Short exercise:
Return every line from the listing below that contains the word "tree".

Rows:
---

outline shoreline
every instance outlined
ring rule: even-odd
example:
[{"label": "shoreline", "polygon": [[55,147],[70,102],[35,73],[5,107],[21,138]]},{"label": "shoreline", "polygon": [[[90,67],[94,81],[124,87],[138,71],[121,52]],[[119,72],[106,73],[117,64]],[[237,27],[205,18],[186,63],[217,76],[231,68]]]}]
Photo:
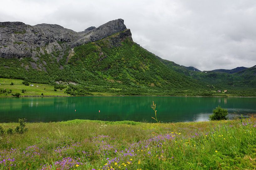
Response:
[{"label": "shoreline", "polygon": [[[71,96],[71,95],[20,95],[19,97],[124,97],[124,96],[137,96],[137,97],[142,97],[142,96],[163,96],[163,97],[247,97],[247,98],[255,98],[256,96],[173,96],[173,95],[84,95],[84,96]],[[0,97],[17,97],[16,96],[0,96]]]}]

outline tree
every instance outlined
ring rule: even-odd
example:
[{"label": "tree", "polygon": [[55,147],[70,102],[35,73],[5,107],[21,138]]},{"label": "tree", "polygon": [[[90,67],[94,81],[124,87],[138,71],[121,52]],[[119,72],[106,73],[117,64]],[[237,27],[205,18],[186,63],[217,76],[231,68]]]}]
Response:
[{"label": "tree", "polygon": [[228,119],[227,117],[228,114],[227,110],[222,108],[220,106],[218,106],[213,109],[212,112],[213,114],[209,116],[211,120],[227,120]]}]

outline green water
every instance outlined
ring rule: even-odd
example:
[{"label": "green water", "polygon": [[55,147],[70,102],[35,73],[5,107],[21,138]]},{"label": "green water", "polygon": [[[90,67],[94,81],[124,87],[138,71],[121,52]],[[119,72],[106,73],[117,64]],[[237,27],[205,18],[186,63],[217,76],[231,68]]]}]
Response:
[{"label": "green water", "polygon": [[[89,96],[0,98],[0,122],[57,121],[76,119],[154,122],[157,104],[163,122],[208,120],[219,105],[229,113],[256,113],[256,98],[170,96]],[[76,110],[76,111],[75,111]],[[99,113],[99,111],[100,110]],[[234,114],[229,115],[230,117]]]}]

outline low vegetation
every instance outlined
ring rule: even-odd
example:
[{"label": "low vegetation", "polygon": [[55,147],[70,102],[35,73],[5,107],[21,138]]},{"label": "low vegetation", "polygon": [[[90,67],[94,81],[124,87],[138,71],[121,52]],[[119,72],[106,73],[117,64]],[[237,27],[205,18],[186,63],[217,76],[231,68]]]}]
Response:
[{"label": "low vegetation", "polygon": [[227,109],[222,108],[218,106],[213,110],[212,114],[210,115],[210,119],[212,120],[227,120]]},{"label": "low vegetation", "polygon": [[[0,124],[5,129],[18,124]],[[28,123],[26,127],[28,131],[22,134],[1,135],[0,169],[243,170],[256,167],[256,119],[253,117],[174,124],[77,119]]]},{"label": "low vegetation", "polygon": [[[11,82],[13,85],[10,85]],[[55,91],[54,85],[31,83],[34,85],[31,86],[28,82],[22,80],[2,78],[0,78],[0,96],[15,96],[18,93],[22,96],[43,95],[44,96],[70,95],[65,92],[67,88],[65,86],[61,90],[59,88]]]},{"label": "low vegetation", "polygon": [[65,91],[71,95],[256,96],[253,69],[241,75],[193,72],[173,66],[129,37],[120,39],[120,34],[76,47],[72,55],[67,43],[59,43],[63,51],[56,48],[50,53],[45,47],[37,48],[36,60],[0,58],[0,77],[22,80],[27,85],[29,82],[57,85],[56,82],[74,85],[60,94],[55,88],[53,93],[41,91],[39,95],[63,95]]}]

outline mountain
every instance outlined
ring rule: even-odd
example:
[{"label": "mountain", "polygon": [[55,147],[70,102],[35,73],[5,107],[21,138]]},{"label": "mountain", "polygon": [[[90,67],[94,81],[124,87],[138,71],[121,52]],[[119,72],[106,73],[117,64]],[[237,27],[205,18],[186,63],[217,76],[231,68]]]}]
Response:
[{"label": "mountain", "polygon": [[185,67],[187,68],[187,69],[189,70],[190,70],[191,71],[198,71],[199,72],[201,72],[201,71],[196,68],[194,67],[193,66],[189,66],[189,67],[186,67],[185,66]]},{"label": "mountain", "polygon": [[78,32],[46,24],[0,25],[1,77],[70,84],[67,92],[76,95],[191,95],[210,89],[134,42],[122,19]]},{"label": "mountain", "polygon": [[121,19],[78,32],[0,22],[0,77],[67,85],[72,95],[256,95],[254,67],[205,73],[163,59],[133,42]]},{"label": "mountain", "polygon": [[236,73],[240,71],[242,71],[245,69],[248,68],[247,67],[238,67],[236,68],[231,70],[226,70],[225,69],[218,69],[214,70],[211,71],[204,71],[203,72],[224,72],[230,74],[232,74]]}]

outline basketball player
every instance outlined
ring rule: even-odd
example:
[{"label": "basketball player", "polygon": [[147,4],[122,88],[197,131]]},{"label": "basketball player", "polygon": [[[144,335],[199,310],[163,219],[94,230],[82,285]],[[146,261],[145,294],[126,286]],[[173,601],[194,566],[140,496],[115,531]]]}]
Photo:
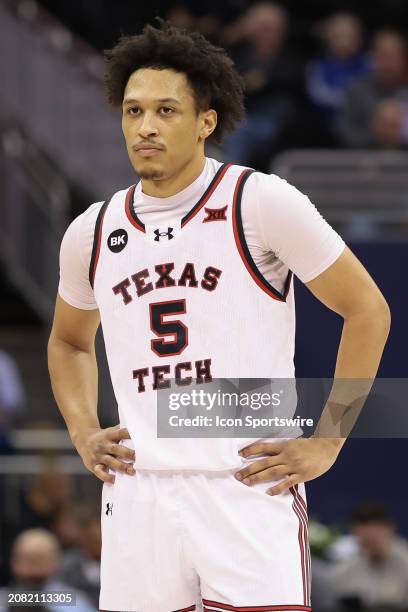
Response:
[{"label": "basketball player", "polygon": [[[388,306],[306,196],[205,157],[207,138],[220,141],[243,113],[223,50],[147,26],[109,53],[106,86],[141,181],[68,228],[49,342],[56,401],[104,482],[100,607],[310,611],[303,483],[344,440],[158,438],[157,393],[293,378],[292,274],[344,318],[338,378],[375,377]],[[119,409],[108,429],[97,416],[100,321]]]}]

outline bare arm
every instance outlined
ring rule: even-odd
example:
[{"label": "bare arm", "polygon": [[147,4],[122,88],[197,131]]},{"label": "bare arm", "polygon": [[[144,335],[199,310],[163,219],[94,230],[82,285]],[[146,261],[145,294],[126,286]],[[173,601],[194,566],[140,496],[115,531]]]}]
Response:
[{"label": "bare arm", "polygon": [[[80,310],[57,296],[48,343],[48,368],[52,390],[71,439],[86,467],[105,482],[113,482],[111,470],[127,471],[131,449],[118,442],[129,438],[126,429],[102,430],[98,420],[98,368],[95,335],[98,310]],[[133,471],[128,472],[133,473]]]},{"label": "bare arm", "polygon": [[[242,451],[244,457],[261,454],[267,457],[240,470],[236,474],[238,480],[251,485],[284,478],[267,491],[272,495],[298,482],[317,478],[333,465],[346,439],[340,435],[335,437],[334,420],[341,420],[357,395],[369,392],[390,330],[387,302],[348,247],[332,266],[306,286],[318,300],[344,319],[335,381],[318,424],[319,437],[315,434],[313,438],[274,444],[255,442]],[[344,379],[345,384],[342,383]],[[350,379],[358,379],[356,387],[350,384]],[[339,409],[340,414],[333,413],[331,400],[335,402],[335,412]]]}]

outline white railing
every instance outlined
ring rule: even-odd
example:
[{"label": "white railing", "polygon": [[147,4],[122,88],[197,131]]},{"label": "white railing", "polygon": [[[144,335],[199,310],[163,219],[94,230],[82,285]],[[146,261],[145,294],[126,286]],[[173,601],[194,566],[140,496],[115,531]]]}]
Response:
[{"label": "white railing", "polygon": [[306,193],[346,234],[408,240],[408,153],[287,151],[270,171]]}]

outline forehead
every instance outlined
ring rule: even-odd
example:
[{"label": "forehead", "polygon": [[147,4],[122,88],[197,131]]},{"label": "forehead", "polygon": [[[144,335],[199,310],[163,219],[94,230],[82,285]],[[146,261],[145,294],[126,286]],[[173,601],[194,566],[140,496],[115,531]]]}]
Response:
[{"label": "forehead", "polygon": [[192,100],[193,92],[185,74],[171,69],[139,68],[130,75],[124,92],[127,98],[154,101],[175,98],[180,103]]}]

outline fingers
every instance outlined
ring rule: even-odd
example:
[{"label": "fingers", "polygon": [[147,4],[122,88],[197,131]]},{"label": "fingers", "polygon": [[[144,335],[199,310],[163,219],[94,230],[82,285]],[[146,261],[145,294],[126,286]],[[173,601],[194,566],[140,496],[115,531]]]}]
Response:
[{"label": "fingers", "polygon": [[114,474],[109,474],[107,470],[108,468],[105,465],[97,463],[92,471],[99,480],[102,480],[102,482],[113,484],[115,482],[115,476]]},{"label": "fingers", "polygon": [[105,432],[108,432],[108,438],[114,442],[130,440],[130,435],[126,427],[119,427],[119,425],[116,425],[116,427],[105,429]]},{"label": "fingers", "polygon": [[[279,465],[274,467],[269,467],[258,472],[252,473],[248,476],[244,476],[242,478],[242,482],[246,485],[254,485],[258,482],[267,482],[269,480],[278,480],[279,478],[283,478],[288,473],[288,467],[286,465]],[[238,478],[241,480],[241,478]]]},{"label": "fingers", "polygon": [[135,468],[131,463],[119,461],[119,459],[112,457],[112,455],[103,455],[100,462],[114,472],[122,472],[123,474],[129,474],[130,476],[136,474]]},{"label": "fingers", "polygon": [[[277,457],[265,457],[264,459],[260,459],[259,461],[254,461],[253,463],[251,463],[250,465],[247,465],[246,467],[244,467],[243,469],[239,470],[238,472],[235,473],[235,478],[237,480],[244,480],[244,478],[247,478],[248,476],[252,476],[252,474],[256,474],[257,472],[261,472],[262,470],[266,470],[269,469],[271,467],[276,467],[279,465],[283,465],[282,463],[282,459],[277,456]],[[286,468],[286,466],[285,466]],[[287,468],[286,468],[286,472],[284,473],[287,474]]]},{"label": "fingers", "polygon": [[268,495],[279,495],[280,493],[287,491],[288,489],[290,489],[290,487],[293,487],[295,484],[298,484],[299,482],[300,482],[299,476],[297,474],[291,474],[285,480],[283,480],[278,485],[276,485],[276,487],[272,487],[271,489],[268,489],[266,493]]},{"label": "fingers", "polygon": [[255,442],[239,451],[241,457],[252,457],[254,455],[278,455],[282,452],[285,442]]},{"label": "fingers", "polygon": [[132,448],[121,446],[120,444],[114,444],[113,442],[103,445],[103,452],[107,453],[108,455],[113,455],[114,457],[127,459],[128,461],[134,461],[136,458],[135,451]]}]

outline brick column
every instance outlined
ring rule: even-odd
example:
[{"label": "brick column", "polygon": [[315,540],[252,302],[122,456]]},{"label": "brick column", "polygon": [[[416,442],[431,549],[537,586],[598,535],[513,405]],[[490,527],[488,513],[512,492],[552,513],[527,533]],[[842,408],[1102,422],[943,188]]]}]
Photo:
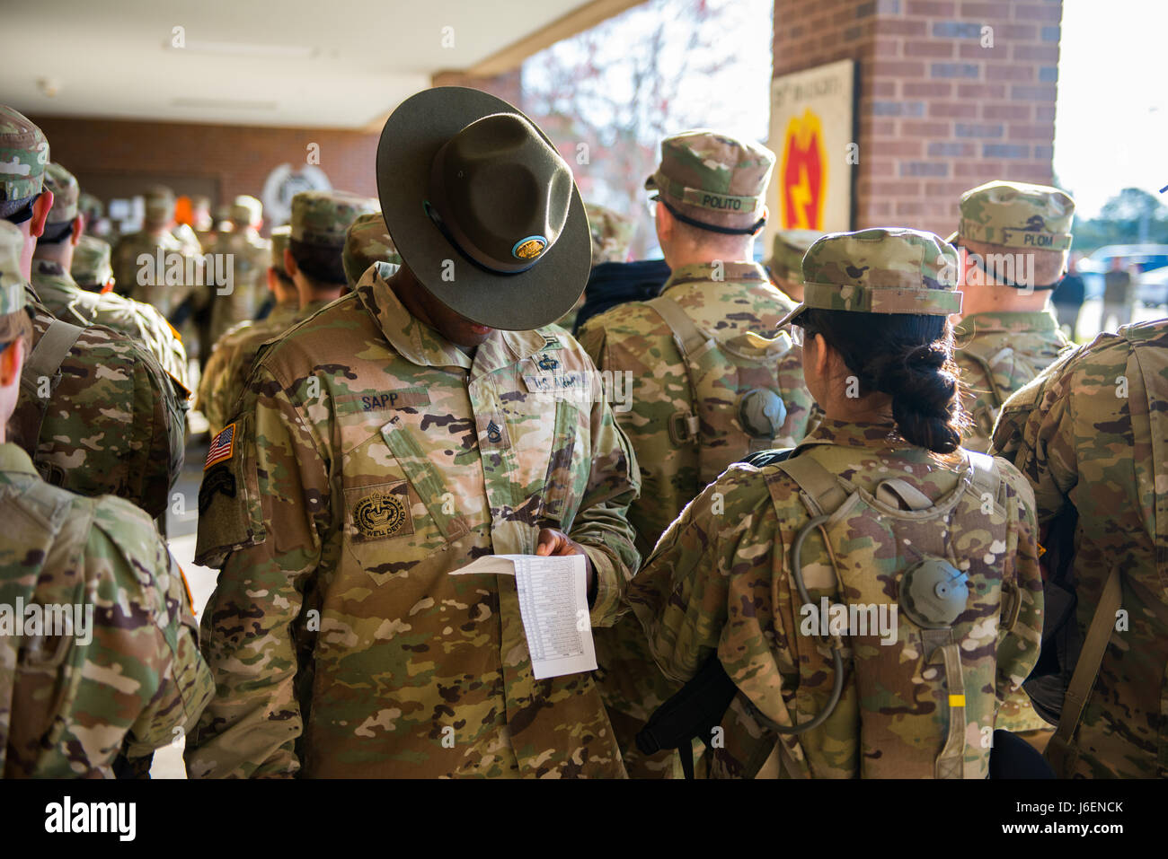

---

Solution to this problem:
outline tree
[{"label": "tree", "polygon": [[55,147],[70,102],[35,73],[5,107],[21,138]]},{"label": "tree", "polygon": [[[90,67],[94,81],[124,87],[138,71],[121,52]],[[119,72],[106,73],[117,64]],[[237,27],[205,18],[186,63],[217,76],[231,68]]]}]
[{"label": "tree", "polygon": [[228,119],[227,117],[228,114],[227,110],[222,108],[220,106],[218,106],[213,109],[212,112],[213,114],[209,116],[211,120],[227,120]]}]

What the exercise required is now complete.